(Extracted entries):
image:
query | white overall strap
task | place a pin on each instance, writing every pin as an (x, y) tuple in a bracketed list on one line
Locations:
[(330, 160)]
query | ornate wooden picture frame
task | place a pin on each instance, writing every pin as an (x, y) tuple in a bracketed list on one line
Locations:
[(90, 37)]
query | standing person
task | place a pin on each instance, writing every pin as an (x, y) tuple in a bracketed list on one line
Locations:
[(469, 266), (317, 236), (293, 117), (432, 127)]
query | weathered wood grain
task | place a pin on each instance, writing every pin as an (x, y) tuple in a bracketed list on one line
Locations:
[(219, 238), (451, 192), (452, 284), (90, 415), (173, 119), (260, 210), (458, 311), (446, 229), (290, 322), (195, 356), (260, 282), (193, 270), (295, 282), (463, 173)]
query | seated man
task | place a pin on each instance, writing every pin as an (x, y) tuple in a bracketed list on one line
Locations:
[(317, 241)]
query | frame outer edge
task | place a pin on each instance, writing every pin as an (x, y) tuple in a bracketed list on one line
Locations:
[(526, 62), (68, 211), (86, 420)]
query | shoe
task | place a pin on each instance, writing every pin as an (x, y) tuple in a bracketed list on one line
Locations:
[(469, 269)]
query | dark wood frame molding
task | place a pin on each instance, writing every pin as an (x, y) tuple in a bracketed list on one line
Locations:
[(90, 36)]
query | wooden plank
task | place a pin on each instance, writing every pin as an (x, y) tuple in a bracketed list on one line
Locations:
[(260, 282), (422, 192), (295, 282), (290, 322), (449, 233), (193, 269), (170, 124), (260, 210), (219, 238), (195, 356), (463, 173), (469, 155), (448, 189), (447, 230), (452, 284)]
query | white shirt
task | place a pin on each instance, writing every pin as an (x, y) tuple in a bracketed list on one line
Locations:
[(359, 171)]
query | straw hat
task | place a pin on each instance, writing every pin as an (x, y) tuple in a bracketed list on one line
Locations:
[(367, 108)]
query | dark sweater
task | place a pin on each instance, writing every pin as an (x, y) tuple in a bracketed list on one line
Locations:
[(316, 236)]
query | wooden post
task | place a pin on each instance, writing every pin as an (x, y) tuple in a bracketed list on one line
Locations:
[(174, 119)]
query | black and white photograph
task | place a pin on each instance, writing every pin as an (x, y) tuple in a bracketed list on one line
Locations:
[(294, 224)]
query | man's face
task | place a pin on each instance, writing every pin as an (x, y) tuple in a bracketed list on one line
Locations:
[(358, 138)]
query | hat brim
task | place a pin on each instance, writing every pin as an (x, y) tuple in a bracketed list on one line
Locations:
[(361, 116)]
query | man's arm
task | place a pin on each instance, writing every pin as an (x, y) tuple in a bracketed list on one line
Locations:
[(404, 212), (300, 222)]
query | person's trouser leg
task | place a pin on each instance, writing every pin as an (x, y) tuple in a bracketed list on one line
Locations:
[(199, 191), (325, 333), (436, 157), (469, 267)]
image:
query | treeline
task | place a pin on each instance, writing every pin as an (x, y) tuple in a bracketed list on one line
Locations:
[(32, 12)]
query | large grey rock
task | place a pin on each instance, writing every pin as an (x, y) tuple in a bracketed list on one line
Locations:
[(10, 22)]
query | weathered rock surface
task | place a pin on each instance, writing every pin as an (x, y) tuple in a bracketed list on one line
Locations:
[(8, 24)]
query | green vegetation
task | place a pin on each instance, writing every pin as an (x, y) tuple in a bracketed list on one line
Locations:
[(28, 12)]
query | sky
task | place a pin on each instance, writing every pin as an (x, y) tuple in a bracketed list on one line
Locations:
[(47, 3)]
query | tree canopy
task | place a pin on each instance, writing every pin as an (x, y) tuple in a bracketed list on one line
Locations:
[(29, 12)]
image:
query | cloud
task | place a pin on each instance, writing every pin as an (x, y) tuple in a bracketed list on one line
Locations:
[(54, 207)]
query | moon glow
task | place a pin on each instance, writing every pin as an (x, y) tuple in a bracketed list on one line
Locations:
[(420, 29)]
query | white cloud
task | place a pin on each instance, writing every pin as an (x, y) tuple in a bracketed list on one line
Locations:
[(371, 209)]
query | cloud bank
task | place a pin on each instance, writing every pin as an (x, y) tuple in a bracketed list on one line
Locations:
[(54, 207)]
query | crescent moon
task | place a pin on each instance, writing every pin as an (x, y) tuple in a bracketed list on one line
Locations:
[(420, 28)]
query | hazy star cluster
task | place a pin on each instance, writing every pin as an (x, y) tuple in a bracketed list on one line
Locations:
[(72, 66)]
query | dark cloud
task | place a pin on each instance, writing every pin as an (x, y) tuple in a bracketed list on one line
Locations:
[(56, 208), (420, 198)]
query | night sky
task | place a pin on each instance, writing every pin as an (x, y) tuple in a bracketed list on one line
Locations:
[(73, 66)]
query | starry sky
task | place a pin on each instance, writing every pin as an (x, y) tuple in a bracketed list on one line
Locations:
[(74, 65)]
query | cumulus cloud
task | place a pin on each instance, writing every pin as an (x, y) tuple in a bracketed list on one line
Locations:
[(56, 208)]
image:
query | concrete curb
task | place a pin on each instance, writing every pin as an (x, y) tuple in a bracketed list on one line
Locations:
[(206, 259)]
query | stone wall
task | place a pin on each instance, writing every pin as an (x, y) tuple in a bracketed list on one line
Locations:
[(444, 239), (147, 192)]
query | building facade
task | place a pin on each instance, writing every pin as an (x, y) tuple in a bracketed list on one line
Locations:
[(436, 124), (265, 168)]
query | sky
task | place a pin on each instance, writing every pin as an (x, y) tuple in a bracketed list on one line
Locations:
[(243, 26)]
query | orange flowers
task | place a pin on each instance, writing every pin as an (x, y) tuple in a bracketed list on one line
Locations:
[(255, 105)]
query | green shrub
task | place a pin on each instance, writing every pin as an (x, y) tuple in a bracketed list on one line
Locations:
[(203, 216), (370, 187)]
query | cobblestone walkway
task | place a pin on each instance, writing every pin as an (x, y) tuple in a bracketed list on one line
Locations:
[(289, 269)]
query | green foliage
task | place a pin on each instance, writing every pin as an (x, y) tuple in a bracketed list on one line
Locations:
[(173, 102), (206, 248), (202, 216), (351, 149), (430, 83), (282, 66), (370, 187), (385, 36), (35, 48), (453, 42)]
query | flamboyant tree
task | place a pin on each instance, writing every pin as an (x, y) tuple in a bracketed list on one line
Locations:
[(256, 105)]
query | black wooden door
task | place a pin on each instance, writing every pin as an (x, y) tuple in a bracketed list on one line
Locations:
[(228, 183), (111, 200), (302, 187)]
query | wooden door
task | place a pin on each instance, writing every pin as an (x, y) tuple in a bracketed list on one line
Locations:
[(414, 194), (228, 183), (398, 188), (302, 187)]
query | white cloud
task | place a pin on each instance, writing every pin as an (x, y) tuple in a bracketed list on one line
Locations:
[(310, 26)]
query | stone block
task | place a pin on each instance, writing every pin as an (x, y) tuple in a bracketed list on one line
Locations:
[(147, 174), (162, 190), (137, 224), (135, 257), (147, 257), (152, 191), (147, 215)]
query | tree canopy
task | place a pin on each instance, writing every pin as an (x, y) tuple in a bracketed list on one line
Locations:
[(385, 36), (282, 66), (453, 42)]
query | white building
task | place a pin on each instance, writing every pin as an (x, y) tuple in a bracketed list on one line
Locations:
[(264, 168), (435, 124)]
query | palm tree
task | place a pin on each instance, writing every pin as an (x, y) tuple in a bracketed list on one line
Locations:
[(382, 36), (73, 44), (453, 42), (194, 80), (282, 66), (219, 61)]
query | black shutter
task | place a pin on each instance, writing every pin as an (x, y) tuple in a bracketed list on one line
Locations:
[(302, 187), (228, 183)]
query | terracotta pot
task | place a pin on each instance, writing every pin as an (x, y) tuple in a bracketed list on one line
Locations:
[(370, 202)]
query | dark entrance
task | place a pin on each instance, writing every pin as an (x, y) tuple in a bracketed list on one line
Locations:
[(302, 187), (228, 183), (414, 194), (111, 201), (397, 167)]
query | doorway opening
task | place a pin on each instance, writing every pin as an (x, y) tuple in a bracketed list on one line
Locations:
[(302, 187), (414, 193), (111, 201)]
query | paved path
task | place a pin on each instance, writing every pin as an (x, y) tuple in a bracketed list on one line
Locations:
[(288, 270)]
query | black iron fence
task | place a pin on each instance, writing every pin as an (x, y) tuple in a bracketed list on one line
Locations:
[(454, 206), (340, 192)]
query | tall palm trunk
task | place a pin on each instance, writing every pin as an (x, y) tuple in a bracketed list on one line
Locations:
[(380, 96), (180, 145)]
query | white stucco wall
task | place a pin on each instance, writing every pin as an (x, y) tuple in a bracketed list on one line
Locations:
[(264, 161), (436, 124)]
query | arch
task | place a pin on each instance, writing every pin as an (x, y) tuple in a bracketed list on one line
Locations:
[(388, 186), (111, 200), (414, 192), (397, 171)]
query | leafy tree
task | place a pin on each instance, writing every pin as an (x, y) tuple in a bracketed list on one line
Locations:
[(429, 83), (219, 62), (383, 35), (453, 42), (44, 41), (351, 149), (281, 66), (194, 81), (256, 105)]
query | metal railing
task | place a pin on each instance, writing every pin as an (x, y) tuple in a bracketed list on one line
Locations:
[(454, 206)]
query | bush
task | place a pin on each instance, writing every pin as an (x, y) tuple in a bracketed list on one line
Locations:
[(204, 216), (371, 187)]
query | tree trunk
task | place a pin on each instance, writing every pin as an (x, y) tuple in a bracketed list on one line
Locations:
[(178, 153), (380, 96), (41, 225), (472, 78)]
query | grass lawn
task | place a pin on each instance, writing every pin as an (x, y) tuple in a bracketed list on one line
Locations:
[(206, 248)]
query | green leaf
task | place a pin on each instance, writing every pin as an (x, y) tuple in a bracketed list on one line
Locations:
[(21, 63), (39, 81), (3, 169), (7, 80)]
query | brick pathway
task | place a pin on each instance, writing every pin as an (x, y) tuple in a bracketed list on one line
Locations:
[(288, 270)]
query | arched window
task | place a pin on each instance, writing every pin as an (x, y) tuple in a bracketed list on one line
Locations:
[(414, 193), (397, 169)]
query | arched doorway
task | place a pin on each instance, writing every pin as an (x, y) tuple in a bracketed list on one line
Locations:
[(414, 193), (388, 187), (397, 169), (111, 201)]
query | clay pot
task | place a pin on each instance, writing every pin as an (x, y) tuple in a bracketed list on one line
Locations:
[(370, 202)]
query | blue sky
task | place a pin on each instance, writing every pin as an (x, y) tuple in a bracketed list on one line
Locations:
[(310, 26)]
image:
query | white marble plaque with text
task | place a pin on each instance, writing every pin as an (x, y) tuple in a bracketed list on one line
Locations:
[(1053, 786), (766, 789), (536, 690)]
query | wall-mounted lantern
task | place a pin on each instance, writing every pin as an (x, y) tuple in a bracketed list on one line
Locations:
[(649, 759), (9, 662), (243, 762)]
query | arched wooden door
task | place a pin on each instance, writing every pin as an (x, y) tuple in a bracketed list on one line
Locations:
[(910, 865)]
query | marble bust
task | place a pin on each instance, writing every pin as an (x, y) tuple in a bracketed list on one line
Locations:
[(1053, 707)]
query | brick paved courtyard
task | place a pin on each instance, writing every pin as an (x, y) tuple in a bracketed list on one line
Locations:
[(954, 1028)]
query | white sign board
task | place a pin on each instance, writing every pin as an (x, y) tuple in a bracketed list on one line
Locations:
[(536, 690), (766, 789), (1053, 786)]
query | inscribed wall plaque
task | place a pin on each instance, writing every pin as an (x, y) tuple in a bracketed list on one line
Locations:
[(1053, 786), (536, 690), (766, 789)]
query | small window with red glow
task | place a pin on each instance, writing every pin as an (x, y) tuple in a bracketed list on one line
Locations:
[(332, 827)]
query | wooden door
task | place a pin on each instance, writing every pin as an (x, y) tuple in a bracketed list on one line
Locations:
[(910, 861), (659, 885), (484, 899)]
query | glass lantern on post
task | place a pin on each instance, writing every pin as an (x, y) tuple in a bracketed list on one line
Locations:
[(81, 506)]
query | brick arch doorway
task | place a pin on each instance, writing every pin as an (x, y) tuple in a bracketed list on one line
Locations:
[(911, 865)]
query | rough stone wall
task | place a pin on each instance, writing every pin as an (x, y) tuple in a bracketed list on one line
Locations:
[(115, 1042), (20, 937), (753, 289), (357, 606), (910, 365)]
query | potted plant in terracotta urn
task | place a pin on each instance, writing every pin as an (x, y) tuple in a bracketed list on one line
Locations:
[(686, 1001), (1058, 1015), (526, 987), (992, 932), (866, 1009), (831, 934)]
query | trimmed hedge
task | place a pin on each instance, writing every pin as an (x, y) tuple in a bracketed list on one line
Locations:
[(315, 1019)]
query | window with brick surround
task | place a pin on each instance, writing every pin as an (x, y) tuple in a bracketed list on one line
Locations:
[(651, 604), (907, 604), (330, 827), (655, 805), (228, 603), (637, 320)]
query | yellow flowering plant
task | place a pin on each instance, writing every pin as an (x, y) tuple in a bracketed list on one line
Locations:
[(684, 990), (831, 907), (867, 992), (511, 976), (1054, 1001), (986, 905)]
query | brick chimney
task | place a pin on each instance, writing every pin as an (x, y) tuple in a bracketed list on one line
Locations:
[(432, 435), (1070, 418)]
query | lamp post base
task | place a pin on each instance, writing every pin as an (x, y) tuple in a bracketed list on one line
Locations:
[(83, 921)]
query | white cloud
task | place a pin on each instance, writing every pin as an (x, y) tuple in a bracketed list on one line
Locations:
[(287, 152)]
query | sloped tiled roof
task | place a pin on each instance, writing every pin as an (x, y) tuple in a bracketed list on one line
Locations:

(Directive):
Reproduce, word for word, the stretch of the material from the line containing "query | dark sweater" through the line containing "[(199, 191), (325, 333), (436, 157), (469, 267)]", including both of those lines.

(Result):
query | dark sweater
task | place a pin on each instance, writing every pin as an (x, y) tuple in a bracketed list on one line
Locations:
[(316, 236)]
query | wooden post
task | place a pin on each instance, writing every pin as an (x, y) tuple in a bracketed list on one line
Locations:
[(174, 119)]
query | black and white photograph
task | place a pin on each instance, writing every pin as an (x, y) tuple in a bracketed list on one line
Locations:
[(294, 224)]
query | man's face
task | place a pin on each instance, writing every pin as an (x, y) tuple in a bracketed list on one line
Locations:
[(358, 138)]
query | hat brim
task | place a pin on each instance, writing every pin as an (x, y) tuple in a bracketed list on one line
Locations:
[(361, 116)]
query | man's arm
task | place a pin on each instance, writing every pin as an (x, y) tuple in a bracketed list on one line
Locations:
[(404, 212), (300, 222)]
query | person's trouser leg
task | place a pin on each instance, writing every pin as an (x, y) tuple in a bracketed list on one line
Locations:
[(199, 191), (325, 333), (436, 157), (469, 267)]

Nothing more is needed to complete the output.